▸ **DATA TO USE**
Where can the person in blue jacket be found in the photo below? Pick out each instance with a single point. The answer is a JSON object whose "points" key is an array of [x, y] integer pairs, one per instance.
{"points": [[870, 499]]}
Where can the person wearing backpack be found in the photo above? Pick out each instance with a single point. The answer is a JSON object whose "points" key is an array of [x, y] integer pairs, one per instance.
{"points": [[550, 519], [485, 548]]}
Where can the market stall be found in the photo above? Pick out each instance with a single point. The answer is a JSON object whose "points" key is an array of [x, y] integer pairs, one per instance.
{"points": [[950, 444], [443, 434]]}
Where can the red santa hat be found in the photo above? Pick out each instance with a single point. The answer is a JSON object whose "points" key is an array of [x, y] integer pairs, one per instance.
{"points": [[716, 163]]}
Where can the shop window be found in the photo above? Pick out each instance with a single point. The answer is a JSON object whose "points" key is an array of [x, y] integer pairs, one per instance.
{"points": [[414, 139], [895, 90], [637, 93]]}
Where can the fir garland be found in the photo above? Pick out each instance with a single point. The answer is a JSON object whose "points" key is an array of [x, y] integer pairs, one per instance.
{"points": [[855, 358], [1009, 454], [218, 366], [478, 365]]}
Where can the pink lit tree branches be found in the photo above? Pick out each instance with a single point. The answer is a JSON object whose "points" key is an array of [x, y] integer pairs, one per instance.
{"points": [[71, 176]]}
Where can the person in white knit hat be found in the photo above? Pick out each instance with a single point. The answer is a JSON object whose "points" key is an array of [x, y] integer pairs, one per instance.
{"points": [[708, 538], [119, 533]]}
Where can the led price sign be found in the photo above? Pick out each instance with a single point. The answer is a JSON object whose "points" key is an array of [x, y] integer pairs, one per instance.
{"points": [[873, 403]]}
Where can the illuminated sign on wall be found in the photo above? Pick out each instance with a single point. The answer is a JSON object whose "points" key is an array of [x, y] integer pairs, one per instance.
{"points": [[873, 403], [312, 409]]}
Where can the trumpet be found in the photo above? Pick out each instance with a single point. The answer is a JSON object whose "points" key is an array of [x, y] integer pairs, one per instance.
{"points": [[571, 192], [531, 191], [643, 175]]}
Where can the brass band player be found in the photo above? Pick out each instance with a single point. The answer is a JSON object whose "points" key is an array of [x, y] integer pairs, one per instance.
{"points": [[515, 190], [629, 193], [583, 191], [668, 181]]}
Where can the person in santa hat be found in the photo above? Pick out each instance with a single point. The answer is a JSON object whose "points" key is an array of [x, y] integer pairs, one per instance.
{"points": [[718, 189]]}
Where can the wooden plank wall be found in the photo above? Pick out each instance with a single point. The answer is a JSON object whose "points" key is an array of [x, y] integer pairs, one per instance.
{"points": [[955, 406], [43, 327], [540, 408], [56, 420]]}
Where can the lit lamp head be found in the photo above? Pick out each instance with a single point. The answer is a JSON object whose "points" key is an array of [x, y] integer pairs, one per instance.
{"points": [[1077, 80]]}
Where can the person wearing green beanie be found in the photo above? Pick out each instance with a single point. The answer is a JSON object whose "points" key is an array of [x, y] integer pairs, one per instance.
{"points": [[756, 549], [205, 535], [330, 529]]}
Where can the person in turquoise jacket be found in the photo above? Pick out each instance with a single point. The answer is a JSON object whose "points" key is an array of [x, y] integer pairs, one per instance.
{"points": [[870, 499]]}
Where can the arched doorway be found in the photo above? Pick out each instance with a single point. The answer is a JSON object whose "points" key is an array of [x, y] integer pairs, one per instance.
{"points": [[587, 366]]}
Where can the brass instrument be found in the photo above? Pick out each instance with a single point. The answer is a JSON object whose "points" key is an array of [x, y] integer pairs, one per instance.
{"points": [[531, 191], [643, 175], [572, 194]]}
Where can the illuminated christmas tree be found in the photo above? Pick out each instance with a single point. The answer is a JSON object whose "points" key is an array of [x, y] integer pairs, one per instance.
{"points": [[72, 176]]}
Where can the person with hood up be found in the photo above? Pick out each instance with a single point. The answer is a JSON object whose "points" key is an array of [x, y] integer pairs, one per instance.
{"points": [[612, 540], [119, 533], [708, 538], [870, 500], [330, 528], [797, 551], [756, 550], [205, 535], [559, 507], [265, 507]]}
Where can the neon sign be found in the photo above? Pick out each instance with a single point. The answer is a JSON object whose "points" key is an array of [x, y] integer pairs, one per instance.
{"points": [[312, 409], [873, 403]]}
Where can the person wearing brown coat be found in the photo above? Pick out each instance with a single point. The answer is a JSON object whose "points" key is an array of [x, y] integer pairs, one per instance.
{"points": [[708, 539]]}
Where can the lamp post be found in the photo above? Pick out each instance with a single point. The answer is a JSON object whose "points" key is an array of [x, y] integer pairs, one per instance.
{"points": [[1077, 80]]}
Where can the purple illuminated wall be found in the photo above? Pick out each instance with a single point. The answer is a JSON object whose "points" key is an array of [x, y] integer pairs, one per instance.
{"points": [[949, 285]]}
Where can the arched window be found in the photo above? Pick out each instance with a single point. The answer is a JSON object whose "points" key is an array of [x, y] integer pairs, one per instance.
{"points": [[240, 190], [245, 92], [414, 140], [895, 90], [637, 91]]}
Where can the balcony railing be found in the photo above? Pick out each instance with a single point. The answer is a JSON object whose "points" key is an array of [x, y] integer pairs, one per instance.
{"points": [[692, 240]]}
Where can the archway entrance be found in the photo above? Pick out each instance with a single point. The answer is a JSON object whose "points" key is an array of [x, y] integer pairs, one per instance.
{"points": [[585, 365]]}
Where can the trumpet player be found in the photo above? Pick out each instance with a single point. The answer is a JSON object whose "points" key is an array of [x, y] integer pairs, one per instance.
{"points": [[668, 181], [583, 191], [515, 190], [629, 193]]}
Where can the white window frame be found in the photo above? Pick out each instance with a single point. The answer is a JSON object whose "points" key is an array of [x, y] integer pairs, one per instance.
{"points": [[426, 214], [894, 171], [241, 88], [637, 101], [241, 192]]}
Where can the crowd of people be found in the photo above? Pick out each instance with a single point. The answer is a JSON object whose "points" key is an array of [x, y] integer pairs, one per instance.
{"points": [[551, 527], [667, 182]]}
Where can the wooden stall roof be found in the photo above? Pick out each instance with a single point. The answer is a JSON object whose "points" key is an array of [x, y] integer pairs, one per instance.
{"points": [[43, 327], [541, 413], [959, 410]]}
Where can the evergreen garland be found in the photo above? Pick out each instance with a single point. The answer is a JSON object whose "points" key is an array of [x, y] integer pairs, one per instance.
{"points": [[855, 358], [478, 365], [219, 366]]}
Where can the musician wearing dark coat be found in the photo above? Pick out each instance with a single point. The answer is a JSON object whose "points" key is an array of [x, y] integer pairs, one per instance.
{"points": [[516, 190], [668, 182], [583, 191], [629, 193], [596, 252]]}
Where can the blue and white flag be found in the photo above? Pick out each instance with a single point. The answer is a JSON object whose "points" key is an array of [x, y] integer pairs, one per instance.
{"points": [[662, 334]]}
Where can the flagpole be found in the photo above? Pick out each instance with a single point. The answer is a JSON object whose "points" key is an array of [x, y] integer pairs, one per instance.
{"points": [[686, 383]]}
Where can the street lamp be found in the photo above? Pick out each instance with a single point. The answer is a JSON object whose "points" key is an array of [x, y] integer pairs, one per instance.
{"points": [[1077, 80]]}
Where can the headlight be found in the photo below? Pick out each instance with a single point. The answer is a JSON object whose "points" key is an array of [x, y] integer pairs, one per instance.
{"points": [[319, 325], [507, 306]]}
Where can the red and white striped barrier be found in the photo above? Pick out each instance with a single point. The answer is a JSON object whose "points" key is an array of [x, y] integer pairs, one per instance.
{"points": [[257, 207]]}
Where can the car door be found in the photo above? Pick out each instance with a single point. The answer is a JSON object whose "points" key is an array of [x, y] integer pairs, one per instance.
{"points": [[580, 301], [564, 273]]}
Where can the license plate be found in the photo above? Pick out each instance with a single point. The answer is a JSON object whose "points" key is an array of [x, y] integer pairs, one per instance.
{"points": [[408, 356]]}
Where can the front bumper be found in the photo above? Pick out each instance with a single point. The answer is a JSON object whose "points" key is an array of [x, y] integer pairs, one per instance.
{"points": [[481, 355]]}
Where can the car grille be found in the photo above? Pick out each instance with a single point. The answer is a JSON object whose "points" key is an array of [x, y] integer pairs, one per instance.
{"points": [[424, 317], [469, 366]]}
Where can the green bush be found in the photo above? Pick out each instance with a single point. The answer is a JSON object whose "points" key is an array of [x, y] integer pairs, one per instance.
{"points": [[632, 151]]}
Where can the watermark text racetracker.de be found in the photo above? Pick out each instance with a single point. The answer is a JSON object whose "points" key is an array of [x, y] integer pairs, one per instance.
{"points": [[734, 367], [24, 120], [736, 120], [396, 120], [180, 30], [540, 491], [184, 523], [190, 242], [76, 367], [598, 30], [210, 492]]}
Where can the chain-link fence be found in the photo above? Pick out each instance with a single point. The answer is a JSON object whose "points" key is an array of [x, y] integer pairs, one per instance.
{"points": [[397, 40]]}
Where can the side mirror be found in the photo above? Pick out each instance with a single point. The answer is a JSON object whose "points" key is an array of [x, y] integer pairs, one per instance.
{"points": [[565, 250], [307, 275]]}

▸ **GOAL**
Everything from the line containing "Where can the watermark" to the end of the data above should be quoted exactly, please, both ends included, and nothing outside that span.

▸ **OUTPUT**
Where can the watermark text racetracker.de be found in the photo above? Pick out each instance with a single point. The answer is a JSON object whose "points" key is an array of [x, y] integer pairs, one per instance.
{"points": [[734, 367], [24, 120], [736, 120], [396, 120], [180, 30], [540, 491], [184, 523], [190, 242], [76, 367], [598, 30], [210, 492]]}
Where can the chain-link fence be found in the photo above? Pick out each instance with a single point. The answer is a JSON object whose "points" key is an array of [x, y] integer pairs, one per instance.
{"points": [[397, 40]]}
Where can the side mirror be found in the photo above? Pick out each instance with a single point. The answer is a JSON object whose "points" key is an array of [x, y] integer pairs, one per instance.
{"points": [[565, 250], [307, 275]]}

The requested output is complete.